§ **What to do**
Could you copy out, verbatim, the part of the material that starts at its very first line and ends with the line containing "[[249, 163], [65, 124], [137, 130], [113, 222], [321, 268]]", including both of those lines?

----------

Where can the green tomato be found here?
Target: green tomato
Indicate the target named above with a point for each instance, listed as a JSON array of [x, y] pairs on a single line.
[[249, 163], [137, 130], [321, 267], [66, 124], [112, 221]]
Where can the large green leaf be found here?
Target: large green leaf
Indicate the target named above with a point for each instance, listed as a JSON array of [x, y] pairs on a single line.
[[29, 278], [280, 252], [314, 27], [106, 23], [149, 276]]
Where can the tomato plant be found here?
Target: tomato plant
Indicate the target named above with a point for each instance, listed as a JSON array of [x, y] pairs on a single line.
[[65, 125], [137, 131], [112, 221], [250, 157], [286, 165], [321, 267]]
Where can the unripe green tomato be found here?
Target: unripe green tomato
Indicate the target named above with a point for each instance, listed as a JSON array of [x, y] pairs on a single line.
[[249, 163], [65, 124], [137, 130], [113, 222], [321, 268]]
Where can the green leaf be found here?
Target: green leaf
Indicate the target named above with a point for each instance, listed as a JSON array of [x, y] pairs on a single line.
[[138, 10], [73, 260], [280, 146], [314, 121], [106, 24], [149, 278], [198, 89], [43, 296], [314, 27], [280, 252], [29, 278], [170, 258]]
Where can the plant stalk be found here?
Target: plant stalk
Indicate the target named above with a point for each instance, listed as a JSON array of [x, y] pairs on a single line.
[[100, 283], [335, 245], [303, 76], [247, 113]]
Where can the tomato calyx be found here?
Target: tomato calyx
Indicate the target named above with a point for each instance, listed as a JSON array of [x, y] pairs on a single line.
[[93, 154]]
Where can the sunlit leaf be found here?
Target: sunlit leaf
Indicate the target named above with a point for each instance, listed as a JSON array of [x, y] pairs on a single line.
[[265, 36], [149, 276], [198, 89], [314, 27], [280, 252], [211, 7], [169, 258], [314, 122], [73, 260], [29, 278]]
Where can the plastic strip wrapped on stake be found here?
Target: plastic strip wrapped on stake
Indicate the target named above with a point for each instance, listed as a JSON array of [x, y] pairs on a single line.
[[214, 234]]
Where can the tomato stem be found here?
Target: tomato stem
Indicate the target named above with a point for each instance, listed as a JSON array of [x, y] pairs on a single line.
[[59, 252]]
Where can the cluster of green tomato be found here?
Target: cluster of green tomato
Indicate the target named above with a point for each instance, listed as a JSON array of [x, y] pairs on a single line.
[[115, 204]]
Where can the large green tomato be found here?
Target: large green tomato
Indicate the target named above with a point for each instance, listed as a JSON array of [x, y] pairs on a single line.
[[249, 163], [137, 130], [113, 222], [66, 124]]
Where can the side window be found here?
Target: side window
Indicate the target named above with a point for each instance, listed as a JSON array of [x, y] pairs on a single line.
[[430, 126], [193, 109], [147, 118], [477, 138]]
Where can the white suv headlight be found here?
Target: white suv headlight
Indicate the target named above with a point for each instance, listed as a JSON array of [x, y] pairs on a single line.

----------

§ **Expected output**
Where can the green tomato be found here?
Target: green tomato
Indicate the target named above with a point for each instance, listed as a JSON array of [x, y] pairs on a single line.
[[249, 163], [137, 130], [321, 267], [66, 124], [112, 221]]
Where can the large green leaf be found here?
Target: large green leaf
Indicate the target named above with a point for each instance, listed as a JSON array of [x, y] pairs on a single line.
[[29, 278], [280, 252], [314, 27], [106, 23], [149, 276]]
Where can the tomato plant be found here?
Target: tomato plant
Indicate the target named above with a point for each instance, listed as a JSON array of [x, y] pairs on a single line.
[[65, 125], [137, 131], [112, 221], [250, 157], [286, 165], [321, 267]]
Where can the unripe green tomato be found here?
Target: unripe green tomato
Indicate the target named above with a point for each instance, listed as a JSON array of [x, y] pairs on a single line.
[[249, 163], [65, 124], [137, 130], [113, 222], [321, 268]]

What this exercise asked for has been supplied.